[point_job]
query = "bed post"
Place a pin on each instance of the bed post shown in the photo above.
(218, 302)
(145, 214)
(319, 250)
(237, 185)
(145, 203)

--

## Aim:
Repeat the entries shown above, every one, word for word.

## Answer to the exercise:
[point_job]
query = "bed post"
Place a pin on each instance of the bed post shown in the photo above.
(218, 302)
(145, 214)
(319, 250)
(237, 185)
(145, 203)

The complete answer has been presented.